▶ _Passage given_
Professional Version Basis of AI Backprop Hypertext Documentation

Copyright (c) 1990-97 by Donald R. Tveter

Patterns

This menu window contains a number of different commands to deal with patterns.

Pattern Input Formats

The programs are able to read pattern values in two different formats. Real numbers follow the C language notation and must be separated by a space. The letters `H' and 'h' used in recurrent networks is also allowed. The letter `x' (the unknown) with a default value of 0.5 is also allowed. Real input format is the default.

▶ _Material provided_
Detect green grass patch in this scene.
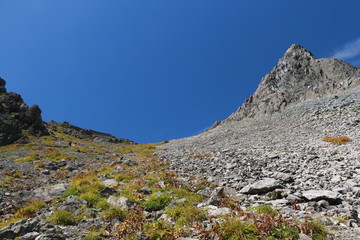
[15,201,45,218]
[215,218,259,240]
[143,193,171,211]
[101,207,127,221]
[165,204,206,226]
[15,152,41,163]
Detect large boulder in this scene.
[302,190,341,204]
[240,178,281,194]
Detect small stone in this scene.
[299,233,312,240]
[107,196,136,210]
[101,179,119,187]
[20,232,40,240]
[138,187,152,195]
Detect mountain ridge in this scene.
[222,44,360,125]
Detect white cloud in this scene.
[331,38,360,60]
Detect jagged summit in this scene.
[0,78,48,146]
[223,44,360,122]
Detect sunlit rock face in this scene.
[0,78,48,145]
[224,44,360,122]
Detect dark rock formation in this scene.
[47,121,134,144]
[224,44,360,122]
[0,78,48,145]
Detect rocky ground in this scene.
[0,45,360,240]
[0,126,331,240]
[158,88,360,239]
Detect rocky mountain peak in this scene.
[0,78,48,146]
[223,44,360,122]
[0,77,6,93]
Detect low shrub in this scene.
[323,136,351,144]
[15,152,40,163]
[165,204,206,226]
[250,205,279,216]
[79,192,100,207]
[215,218,259,240]
[15,201,45,217]
[143,193,171,211]
[144,221,185,240]
[101,207,127,221]
[49,210,76,225]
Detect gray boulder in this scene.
[302,190,341,204]
[240,178,281,194]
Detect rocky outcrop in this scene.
[0,78,48,146]
[223,44,360,122]
[47,121,134,144]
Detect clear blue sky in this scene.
[0,0,360,143]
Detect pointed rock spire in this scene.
[223,44,360,122]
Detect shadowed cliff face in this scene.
[223,44,360,122]
[0,78,48,145]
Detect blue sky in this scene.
[0,0,360,143]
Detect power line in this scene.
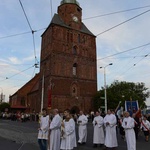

▶ _Goals_
[1] Say whether each statement agrees with the backprop documentation, answering yes or no and quoting the deciding words: (a) Real numbers in pattern input must be separated by a comma. (b) The letter `x' has a default value of 0.5. (c) Real input format is the default.
[2] According to the backprop documentation, what notation do real numbers in pattern input follow?
[3] Return the part of the backprop documentation between "Pattern Input Formats" and "is the default.", inclusive.

▶ _Exercise answers_
[1]
(a) No: "Real numbers follow the C language notation and must be separated by a space."
(b) Yes: "The letter `x' (the unknown) with a default value of 0.5 is also allowed."
(c) Yes: "Real input format is the default."

[2] The C language notation.

[3]
Pattern Input Formats

The programs are able to read pattern values in two different formats. Real numbers follow the C language notation and must be separated by a space. The letters `H' and 'h' used in recurrent networks is also allowed. The letter `x' (the unknown) with a default value of 0.5 is also allowed. Real input format is the default.